• **Problem description**
In your copy, leave out the pictures; write out all the data exactly.

═════ Task inputs

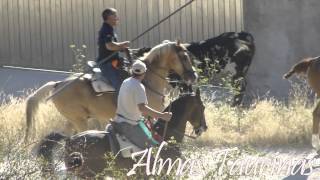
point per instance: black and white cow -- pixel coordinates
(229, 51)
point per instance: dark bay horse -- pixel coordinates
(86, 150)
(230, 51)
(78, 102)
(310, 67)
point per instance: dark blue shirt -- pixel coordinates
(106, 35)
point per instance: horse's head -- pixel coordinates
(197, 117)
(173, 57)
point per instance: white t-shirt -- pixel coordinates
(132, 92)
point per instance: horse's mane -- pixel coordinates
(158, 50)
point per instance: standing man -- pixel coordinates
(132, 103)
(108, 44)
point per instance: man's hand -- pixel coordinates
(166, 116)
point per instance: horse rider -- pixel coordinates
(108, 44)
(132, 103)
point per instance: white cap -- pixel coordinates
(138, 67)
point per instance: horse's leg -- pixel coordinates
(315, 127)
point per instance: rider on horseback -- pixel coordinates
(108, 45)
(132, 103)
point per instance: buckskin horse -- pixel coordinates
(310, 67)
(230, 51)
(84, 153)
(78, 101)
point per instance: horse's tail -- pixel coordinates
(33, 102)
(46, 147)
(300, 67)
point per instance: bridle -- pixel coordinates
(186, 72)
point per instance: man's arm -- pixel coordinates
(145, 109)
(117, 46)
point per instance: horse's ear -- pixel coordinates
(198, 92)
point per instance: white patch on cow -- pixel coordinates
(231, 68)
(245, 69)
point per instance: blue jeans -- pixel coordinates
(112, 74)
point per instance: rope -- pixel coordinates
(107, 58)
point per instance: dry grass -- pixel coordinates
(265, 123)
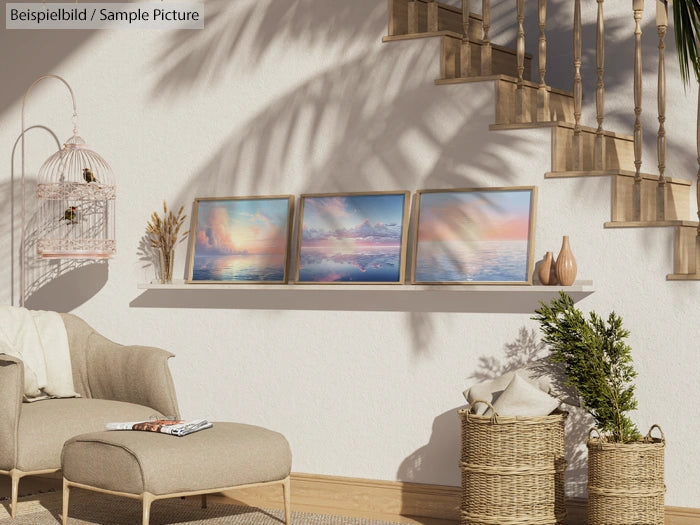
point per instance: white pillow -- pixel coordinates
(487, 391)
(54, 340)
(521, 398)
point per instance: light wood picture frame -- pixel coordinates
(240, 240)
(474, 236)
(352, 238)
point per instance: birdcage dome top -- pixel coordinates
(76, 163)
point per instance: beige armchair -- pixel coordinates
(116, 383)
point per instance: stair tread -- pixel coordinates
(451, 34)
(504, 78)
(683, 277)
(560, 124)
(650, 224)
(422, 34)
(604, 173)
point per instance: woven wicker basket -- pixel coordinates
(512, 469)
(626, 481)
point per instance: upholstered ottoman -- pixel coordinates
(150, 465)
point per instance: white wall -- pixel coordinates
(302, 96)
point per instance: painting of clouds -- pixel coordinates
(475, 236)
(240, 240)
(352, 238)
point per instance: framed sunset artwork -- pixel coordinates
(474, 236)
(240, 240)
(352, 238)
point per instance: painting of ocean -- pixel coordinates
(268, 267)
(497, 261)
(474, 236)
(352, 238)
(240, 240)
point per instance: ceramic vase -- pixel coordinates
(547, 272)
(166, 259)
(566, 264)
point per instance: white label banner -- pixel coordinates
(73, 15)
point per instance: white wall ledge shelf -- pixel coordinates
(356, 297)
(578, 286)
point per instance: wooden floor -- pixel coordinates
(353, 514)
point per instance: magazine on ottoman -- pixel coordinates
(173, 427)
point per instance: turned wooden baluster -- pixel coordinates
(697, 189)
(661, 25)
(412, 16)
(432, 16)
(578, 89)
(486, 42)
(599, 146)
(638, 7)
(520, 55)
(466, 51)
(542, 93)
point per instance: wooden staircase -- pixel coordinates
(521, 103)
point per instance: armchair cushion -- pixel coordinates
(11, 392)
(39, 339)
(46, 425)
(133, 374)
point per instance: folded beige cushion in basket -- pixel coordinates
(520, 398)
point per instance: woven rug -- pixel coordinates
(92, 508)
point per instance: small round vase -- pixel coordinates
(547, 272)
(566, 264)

══════════

• **Solution to this exercise**
point per instance: black and white cow -- pixel coordinates
(229, 51)
point per instance: dark bay horse -- pixel coordinates
(86, 150)
(230, 51)
(78, 102)
(310, 67)
point per instance: dark blue shirt -- pixel coordinates
(106, 35)
point per instance: horse's head -- pixel coordinates
(197, 117)
(173, 57)
point per instance: white t-shirt -- pixel coordinates
(132, 92)
point per instance: horse's mane -- pixel coordinates
(158, 50)
point per instance: standing man -- pixel coordinates
(132, 103)
(108, 44)
point per instance: man's hand -- pixel coordinates
(166, 116)
point per instance: horse rider -- pixel coordinates
(108, 44)
(132, 103)
point per instance: white cap -- pixel coordinates
(138, 67)
point per instance: horse's leg -- pixel coordinates
(315, 127)
point per instance: rider on horseback -- pixel coordinates
(108, 45)
(132, 103)
point per instance: buckskin horse -- pixel coordinates
(310, 67)
(230, 51)
(84, 153)
(78, 101)
point per instance: horse's tail -- pixel coordinates
(33, 102)
(46, 147)
(300, 67)
point per instance: bridle -- pixel coordinates
(186, 72)
point per instance: man's arm -- pixel coordinates
(145, 109)
(117, 46)
point per instance: horse's ear -- pixel coordinates
(198, 92)
point per instance: white patch on cow -- pixel coordinates
(231, 68)
(245, 69)
point per instance: blue jeans -- pixel coordinates
(112, 74)
point per instance: rope -- pixel coordinates
(107, 58)
point per instance: dry grass -- pixel coordinates
(265, 123)
point per instance: white pillow -- pixel coordinates
(487, 391)
(54, 340)
(521, 398)
point per instance: light wood picture frame -- pixel coordinates
(240, 240)
(474, 236)
(352, 238)
point per instance: birdcage dome top -- pixel coordinates
(76, 163)
point per instance: beige armchair -- pixel coordinates
(116, 383)
point per instance: stair tread -- pixel coordinates
(451, 34)
(504, 78)
(683, 277)
(560, 124)
(650, 224)
(422, 34)
(604, 173)
point per instance: woven wicker basket -- pixel coordinates
(512, 469)
(626, 481)
point per instance: upholstered ottoman -- pixel coordinates
(150, 465)
point per instance: white wall -- pixel coordinates
(302, 96)
point per instance: painting of clouds -- pixel coordinates
(475, 236)
(240, 240)
(352, 238)
point per instance: framed sunset artwork -- pixel coordinates
(474, 236)
(240, 240)
(352, 238)
point per instance: painting of ocean -- pixel coordinates
(268, 267)
(497, 261)
(474, 236)
(352, 238)
(240, 240)
point per instance: ceramic vase -- pixel coordinates
(547, 272)
(166, 259)
(566, 264)
point per instance: white label banner -- pixel coordinates
(73, 15)
point per instance: white wall ledge shelf -- pixel coordinates
(356, 297)
(578, 286)
point per instance: wooden floor -- pixel coordinates
(353, 514)
point per instance: magazine on ottoman -- pixel coordinates
(173, 427)
point per instance: turned wooden baluster -- pixel coordinates
(697, 189)
(661, 25)
(412, 16)
(432, 16)
(578, 89)
(486, 42)
(599, 146)
(638, 7)
(520, 55)
(466, 51)
(542, 93)
point per instance: wooden staircase -- pixel coordinates
(521, 103)
point per instance: armchair cushion -- pixel coordinates
(11, 392)
(39, 339)
(46, 425)
(133, 374)
point per instance: folded beige cushion in basket -- pixel coordinates
(520, 398)
point per instance: woven rug -- pixel coordinates
(92, 508)
point per instance: small round vase -- pixel coordinates
(547, 272)
(566, 264)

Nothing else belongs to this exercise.